Collected data entries
_____
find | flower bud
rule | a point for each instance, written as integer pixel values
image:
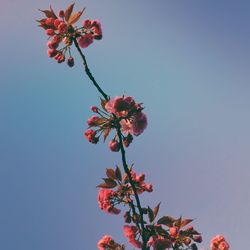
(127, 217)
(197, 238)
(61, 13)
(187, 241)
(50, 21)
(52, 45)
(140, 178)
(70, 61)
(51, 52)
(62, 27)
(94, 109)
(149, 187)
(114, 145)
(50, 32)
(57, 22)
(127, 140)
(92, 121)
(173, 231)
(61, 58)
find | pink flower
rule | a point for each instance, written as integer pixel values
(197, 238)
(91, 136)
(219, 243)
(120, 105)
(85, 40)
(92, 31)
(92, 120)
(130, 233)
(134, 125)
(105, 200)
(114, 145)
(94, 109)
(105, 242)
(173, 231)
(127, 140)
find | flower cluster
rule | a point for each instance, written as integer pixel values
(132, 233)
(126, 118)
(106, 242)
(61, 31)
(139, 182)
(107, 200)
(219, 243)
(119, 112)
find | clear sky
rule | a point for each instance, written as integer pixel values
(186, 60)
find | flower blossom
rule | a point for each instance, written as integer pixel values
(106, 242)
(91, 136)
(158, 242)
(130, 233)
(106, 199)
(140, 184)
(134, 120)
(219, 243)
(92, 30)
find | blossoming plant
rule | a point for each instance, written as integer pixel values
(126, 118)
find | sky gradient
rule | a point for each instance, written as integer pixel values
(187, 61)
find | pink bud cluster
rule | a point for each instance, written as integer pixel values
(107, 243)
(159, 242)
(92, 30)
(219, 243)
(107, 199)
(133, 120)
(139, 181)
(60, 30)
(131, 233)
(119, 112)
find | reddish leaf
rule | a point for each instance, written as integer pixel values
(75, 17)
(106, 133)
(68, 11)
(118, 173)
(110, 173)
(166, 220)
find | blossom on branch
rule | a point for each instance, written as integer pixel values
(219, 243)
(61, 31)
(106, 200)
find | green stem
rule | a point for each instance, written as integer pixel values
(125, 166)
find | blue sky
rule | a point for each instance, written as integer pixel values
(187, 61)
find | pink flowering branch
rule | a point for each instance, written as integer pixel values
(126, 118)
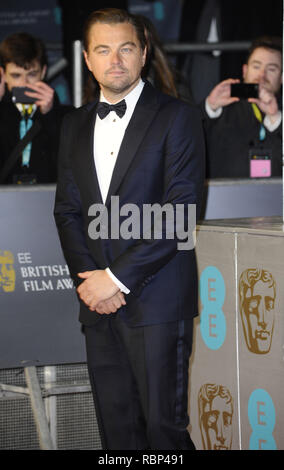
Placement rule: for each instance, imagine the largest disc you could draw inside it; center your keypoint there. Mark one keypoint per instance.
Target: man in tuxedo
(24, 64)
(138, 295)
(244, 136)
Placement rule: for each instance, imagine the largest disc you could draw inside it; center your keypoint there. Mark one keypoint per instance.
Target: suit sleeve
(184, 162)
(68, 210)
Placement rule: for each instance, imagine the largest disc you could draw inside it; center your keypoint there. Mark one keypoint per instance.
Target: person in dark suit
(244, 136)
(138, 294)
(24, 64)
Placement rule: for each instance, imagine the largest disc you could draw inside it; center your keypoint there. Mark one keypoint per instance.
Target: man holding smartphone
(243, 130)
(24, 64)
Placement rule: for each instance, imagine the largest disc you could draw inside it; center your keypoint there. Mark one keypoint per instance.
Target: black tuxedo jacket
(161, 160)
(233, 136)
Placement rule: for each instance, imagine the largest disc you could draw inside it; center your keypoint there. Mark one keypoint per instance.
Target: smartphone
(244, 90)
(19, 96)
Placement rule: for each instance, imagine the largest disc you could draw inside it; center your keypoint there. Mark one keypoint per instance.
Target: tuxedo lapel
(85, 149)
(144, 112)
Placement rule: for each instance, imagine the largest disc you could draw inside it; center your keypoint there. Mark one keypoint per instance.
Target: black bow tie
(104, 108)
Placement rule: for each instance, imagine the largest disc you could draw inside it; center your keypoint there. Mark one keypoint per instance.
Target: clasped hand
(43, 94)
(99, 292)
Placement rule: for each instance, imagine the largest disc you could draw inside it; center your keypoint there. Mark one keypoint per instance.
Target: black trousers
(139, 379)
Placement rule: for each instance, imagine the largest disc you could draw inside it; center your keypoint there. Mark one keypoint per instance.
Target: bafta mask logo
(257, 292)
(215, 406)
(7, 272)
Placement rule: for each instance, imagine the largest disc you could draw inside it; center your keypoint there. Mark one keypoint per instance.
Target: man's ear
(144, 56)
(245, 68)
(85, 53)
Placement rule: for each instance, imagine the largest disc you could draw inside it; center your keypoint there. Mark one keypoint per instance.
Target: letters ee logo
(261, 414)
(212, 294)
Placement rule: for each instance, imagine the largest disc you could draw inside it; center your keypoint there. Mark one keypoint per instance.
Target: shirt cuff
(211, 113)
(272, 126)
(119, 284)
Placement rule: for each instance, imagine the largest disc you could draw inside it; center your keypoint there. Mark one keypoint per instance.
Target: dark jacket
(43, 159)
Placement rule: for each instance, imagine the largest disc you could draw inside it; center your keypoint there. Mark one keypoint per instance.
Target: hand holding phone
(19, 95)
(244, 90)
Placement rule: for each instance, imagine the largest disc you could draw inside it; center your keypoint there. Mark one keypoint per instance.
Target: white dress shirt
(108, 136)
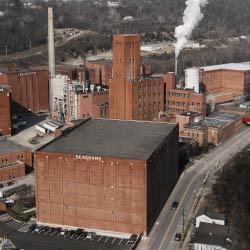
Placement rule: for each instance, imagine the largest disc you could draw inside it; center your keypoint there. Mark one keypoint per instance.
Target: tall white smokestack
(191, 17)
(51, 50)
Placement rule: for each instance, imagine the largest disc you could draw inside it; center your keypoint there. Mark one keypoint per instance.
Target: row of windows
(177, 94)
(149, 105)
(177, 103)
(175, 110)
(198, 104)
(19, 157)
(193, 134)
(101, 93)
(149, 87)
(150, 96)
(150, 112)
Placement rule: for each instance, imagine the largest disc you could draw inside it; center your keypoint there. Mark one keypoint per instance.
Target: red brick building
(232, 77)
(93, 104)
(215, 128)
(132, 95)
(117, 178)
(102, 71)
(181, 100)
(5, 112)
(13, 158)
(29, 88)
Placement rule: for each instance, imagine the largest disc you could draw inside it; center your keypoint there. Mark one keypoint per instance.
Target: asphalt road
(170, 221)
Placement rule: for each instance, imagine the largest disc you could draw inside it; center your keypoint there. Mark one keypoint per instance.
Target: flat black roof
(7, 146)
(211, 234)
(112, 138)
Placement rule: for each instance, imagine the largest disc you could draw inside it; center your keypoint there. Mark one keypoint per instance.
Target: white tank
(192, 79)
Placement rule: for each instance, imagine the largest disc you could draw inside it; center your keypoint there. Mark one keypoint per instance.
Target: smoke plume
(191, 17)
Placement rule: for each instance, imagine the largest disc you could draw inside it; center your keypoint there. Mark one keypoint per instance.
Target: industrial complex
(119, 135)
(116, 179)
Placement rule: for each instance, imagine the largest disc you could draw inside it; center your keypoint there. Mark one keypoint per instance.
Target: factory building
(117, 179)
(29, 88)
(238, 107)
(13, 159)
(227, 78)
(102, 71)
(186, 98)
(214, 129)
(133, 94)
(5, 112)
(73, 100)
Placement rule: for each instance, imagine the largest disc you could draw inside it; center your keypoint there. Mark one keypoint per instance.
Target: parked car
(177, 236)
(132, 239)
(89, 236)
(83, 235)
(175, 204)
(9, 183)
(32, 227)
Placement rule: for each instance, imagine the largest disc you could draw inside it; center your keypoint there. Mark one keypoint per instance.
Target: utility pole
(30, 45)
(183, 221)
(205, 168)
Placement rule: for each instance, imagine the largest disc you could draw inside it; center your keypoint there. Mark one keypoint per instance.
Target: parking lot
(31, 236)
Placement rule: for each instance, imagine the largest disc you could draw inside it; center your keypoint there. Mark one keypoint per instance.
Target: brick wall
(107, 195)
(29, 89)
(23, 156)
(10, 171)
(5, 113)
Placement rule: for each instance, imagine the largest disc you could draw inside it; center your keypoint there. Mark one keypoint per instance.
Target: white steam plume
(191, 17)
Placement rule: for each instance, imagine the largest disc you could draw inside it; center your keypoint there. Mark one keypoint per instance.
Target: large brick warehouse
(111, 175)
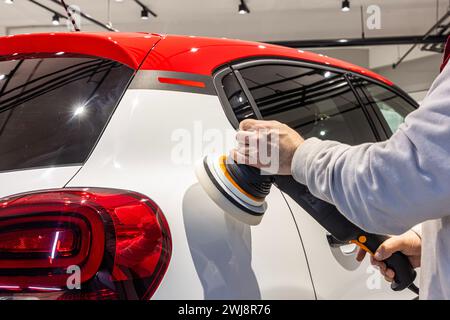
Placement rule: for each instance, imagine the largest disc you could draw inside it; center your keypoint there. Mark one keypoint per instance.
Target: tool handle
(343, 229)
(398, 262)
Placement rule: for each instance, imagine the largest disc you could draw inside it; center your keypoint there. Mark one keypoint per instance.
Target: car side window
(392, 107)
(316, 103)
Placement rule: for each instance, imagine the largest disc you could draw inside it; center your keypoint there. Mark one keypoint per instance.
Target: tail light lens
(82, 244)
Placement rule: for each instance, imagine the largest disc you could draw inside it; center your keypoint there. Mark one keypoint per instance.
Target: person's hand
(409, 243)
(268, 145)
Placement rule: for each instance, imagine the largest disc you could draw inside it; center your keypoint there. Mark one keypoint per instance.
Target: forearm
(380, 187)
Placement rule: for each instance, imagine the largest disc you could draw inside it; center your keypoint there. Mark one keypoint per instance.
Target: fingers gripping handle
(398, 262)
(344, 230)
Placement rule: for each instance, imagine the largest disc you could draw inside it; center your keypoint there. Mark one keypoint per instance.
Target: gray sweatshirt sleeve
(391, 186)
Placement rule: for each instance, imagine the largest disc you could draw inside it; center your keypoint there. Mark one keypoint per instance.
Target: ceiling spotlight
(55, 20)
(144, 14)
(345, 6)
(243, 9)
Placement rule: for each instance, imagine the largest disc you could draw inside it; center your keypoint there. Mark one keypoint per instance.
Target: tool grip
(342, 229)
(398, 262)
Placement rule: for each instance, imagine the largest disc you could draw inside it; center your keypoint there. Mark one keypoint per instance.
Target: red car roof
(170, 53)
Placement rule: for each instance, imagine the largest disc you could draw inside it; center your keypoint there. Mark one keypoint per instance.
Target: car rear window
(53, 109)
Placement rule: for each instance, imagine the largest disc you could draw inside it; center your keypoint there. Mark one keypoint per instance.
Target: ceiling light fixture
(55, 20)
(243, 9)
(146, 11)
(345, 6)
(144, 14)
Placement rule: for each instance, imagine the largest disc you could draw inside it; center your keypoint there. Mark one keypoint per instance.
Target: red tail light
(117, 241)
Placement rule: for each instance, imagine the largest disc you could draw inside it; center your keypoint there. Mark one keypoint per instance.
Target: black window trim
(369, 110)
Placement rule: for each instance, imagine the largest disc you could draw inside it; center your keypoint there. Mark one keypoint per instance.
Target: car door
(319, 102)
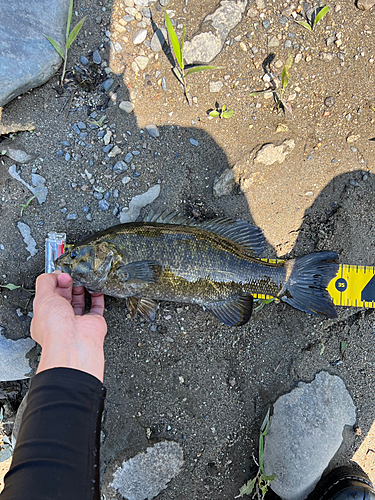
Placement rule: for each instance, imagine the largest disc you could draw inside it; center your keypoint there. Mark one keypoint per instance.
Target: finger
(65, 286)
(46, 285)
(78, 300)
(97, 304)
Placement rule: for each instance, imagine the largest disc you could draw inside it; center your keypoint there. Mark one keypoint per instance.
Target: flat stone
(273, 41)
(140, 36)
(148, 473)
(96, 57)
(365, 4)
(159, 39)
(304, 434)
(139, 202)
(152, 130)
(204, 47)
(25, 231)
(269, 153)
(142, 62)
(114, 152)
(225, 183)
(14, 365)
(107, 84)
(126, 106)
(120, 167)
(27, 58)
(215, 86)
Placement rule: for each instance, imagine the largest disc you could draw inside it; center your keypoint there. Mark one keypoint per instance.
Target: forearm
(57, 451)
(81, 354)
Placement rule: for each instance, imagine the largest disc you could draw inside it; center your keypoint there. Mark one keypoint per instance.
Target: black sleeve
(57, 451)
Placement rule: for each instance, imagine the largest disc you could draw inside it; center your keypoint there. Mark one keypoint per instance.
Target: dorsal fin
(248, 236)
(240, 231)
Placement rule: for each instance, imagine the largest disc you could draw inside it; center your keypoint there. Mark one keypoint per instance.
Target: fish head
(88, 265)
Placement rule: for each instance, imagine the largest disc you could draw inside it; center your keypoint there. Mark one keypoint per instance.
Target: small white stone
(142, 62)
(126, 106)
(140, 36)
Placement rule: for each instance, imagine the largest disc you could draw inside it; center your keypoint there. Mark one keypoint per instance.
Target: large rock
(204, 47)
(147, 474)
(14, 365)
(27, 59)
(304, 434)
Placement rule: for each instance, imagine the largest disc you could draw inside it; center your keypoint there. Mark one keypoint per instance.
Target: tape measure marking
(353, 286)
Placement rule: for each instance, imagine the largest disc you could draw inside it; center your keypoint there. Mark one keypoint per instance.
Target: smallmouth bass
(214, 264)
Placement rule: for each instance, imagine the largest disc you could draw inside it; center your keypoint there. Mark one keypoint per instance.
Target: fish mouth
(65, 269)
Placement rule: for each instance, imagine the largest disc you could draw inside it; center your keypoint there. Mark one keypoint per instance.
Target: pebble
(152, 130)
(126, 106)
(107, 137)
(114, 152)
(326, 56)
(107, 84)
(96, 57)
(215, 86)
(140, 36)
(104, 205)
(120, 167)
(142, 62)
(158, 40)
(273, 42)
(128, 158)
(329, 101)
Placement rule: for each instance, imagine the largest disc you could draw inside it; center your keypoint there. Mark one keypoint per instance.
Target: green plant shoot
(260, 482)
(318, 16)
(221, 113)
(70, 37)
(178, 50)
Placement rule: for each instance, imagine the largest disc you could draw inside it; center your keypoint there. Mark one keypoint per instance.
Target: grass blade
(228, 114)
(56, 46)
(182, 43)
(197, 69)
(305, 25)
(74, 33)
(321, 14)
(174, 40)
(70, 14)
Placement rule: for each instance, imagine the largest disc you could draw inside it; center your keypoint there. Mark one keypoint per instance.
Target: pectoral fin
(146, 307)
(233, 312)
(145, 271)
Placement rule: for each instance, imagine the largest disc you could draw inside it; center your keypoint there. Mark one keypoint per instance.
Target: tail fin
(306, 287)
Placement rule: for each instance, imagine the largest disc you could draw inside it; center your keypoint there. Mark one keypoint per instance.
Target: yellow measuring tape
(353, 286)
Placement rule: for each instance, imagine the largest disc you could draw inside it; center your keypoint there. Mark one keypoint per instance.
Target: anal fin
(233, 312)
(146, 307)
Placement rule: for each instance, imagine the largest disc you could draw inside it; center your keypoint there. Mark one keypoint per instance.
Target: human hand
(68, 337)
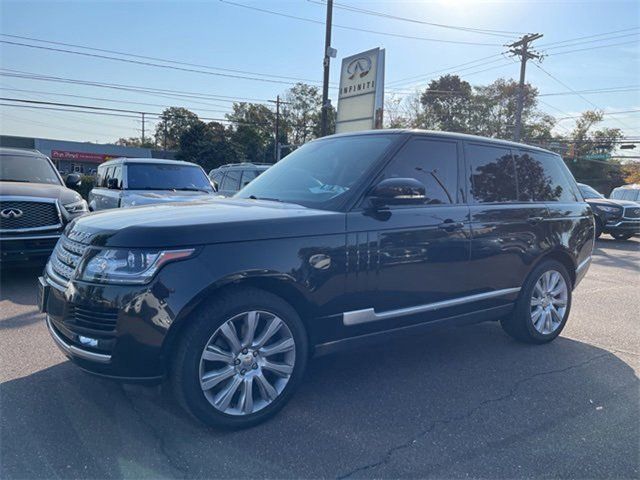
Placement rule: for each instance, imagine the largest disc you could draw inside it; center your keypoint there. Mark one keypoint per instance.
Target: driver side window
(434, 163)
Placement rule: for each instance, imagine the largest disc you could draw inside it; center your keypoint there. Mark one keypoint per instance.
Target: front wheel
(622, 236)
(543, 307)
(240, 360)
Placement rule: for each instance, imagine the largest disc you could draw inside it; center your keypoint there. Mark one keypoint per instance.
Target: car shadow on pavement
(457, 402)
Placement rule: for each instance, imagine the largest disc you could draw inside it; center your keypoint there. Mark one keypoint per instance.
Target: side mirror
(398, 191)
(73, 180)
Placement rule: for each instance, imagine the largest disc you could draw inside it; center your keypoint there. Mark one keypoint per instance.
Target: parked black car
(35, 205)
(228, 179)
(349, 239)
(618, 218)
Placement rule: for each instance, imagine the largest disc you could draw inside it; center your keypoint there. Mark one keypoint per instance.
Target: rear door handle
_____
WORK TO COMPLETE
Retype each line of the data exactly, beginning with the first; include the line containing "find | blossoming plant" and stop there, skipping every picture.

EXERCISE RESULT
find | flower bud
rule | a point for each instance, written as integer pixel values
image:
(127, 217)
(197, 238)
(61, 13)
(187, 241)
(50, 21)
(52, 45)
(140, 178)
(70, 61)
(51, 52)
(62, 27)
(94, 109)
(149, 187)
(114, 145)
(50, 32)
(57, 22)
(127, 140)
(92, 121)
(173, 231)
(61, 58)
find | pink flower
rule | a point for each instance, written as integer pixel values
(197, 238)
(91, 136)
(219, 243)
(120, 105)
(85, 40)
(92, 31)
(92, 120)
(130, 233)
(134, 125)
(105, 200)
(114, 145)
(94, 109)
(105, 242)
(173, 231)
(127, 140)
find | flower cluster
rule | a point for each instance, written as integer pixel values
(132, 233)
(126, 118)
(106, 242)
(61, 31)
(139, 182)
(107, 200)
(219, 243)
(119, 112)
find | clear sky
rule | a point for each instance, written as integer pixel values
(186, 60)
find | flower blossom
rule | a point for each instance, written as integer pixel values
(106, 242)
(91, 136)
(158, 242)
(130, 233)
(106, 199)
(140, 184)
(134, 120)
(219, 243)
(92, 30)
find | blossoming plant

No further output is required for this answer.